→ TASKS FOR THIS EXERCISE:
a - In the Johan Einarsen biography, retype everything from "He was a docent" down to "daughter from Tromøya.".
b - According to the Johan Einarsen biography, what was the title of his doctoral dissertation?

→ QUOTED PASSAGE:
----------

= Johan Einarsen =

Norwegian jurist and economist

Johan Einarsen (30 August 1903 – 1980) was a Norwegian jurist and economist.

He was born in Bergen as a son of jurist and economist Einar Einarsen (1868–1913) and Emilie Wiborg (1868–1953). He finished his secondary degree in 1924, obtained the cand.oecon. degree in 1927 and the cand.jur. degree in 1930, both at the Royal Frederick University's Faculty of Law. He was hired at the Royal Frederick University in 1932, and worked there until 1936 while also being a teacher at Oslo Commerce School from 1934 to 1938. In 1936–37 he had a hiatus to study in the United States. He took the dr.philos. degree in 1939 with a doctoral dissertation titled Reinvestment cycles and their manifestation in the Norwegian shipping industry. It was inspired by econometry.

He was a docent in economics and agricultural law at the Norwegian College of Agriculture from 1938 to 1947. During the occupation of Norway by Nazi Germany he was imprisoned in Grini concentration camp on 29 July 1942, and held there until the war's end. In 1947 he married Thyra Marie Pedersen, a shipmaster's daughter from Tromøya.

----------

→ LISTED RECORDS:
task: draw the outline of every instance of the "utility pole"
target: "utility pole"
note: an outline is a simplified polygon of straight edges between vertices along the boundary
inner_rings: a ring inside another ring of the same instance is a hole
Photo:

----------

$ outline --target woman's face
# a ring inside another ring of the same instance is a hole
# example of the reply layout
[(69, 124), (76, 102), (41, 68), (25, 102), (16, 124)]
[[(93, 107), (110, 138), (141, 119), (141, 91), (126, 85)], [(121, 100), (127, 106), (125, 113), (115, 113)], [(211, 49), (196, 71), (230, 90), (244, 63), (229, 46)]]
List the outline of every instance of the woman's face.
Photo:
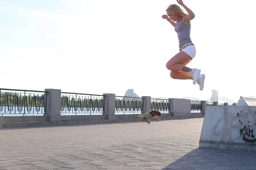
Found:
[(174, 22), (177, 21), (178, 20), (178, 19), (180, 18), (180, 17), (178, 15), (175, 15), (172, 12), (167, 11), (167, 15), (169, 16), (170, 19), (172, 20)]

----------

→ SOLUTIONS TO EACH TASK:
a -
He was a docent in economics and agricultural law at the Norwegian College of Agriculture from 1938 to 1947. During the occupation of Norway by Nazi Germany he was imprisoned in Grini concentration camp on 29 July 1942, and held there until the war's end. In 1947 he married Thyra Marie Pedersen, a shipmaster's daughter from Tromøya.

b - Reinvestment cycles and their manifestation in the Norwegian shipping industry